Required action — Retype all of the lines below with no changes.

** Opening Record set block **

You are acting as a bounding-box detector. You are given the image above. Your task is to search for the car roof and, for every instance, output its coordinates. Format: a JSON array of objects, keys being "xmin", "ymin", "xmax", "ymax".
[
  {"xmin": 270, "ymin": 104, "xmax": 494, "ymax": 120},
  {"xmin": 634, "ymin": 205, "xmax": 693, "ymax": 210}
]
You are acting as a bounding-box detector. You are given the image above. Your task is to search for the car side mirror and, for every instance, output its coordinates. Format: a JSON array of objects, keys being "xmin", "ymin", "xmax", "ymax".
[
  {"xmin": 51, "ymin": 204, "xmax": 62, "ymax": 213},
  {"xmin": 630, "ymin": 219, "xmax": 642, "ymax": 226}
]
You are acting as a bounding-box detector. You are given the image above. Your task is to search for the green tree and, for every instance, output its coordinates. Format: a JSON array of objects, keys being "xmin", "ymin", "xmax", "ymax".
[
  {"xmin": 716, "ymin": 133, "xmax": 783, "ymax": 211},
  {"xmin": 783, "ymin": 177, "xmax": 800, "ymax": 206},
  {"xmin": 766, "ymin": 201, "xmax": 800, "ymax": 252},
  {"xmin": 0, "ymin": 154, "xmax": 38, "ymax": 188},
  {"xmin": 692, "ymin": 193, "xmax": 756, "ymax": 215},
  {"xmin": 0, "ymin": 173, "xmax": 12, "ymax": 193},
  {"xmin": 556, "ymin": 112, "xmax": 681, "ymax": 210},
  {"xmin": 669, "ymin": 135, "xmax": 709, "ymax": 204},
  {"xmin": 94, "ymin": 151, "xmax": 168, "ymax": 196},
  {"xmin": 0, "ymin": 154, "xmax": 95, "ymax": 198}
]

** Closing Record set block **

The answer —
You are acting as a bounding-box detector. You are given the image above. Your task is to search for the car roof and, for every instance, output its coordinates. Format: a JSON array of objects, keys being "xmin", "ymin", "xmax", "ymax".
[
  {"xmin": 270, "ymin": 104, "xmax": 494, "ymax": 120},
  {"xmin": 634, "ymin": 205, "xmax": 693, "ymax": 210}
]
You are acting as a bounding-box detector. You are given the image above. Your task is to search for the car side mirror and, for every instance, output its coordinates. Format: a JSON array of objects, keys being "xmin", "ymin", "xmax", "ymax".
[
  {"xmin": 51, "ymin": 204, "xmax": 62, "ymax": 213},
  {"xmin": 630, "ymin": 219, "xmax": 642, "ymax": 226}
]
You are acting as a bounding-box detector. You are given the image above. Your task is to search for the green tree and, for every instance, output its coordinates. Format: a JSON array of objects, keys being "xmin", "ymin", "xmax", "ymax".
[
  {"xmin": 716, "ymin": 133, "xmax": 783, "ymax": 211},
  {"xmin": 783, "ymin": 177, "xmax": 800, "ymax": 206},
  {"xmin": 766, "ymin": 201, "xmax": 800, "ymax": 252},
  {"xmin": 0, "ymin": 154, "xmax": 38, "ymax": 188},
  {"xmin": 692, "ymin": 193, "xmax": 756, "ymax": 215},
  {"xmin": 0, "ymin": 173, "xmax": 12, "ymax": 193},
  {"xmin": 556, "ymin": 112, "xmax": 681, "ymax": 210},
  {"xmin": 669, "ymin": 135, "xmax": 709, "ymax": 204},
  {"xmin": 94, "ymin": 151, "xmax": 168, "ymax": 196},
  {"xmin": 0, "ymin": 154, "xmax": 95, "ymax": 198}
]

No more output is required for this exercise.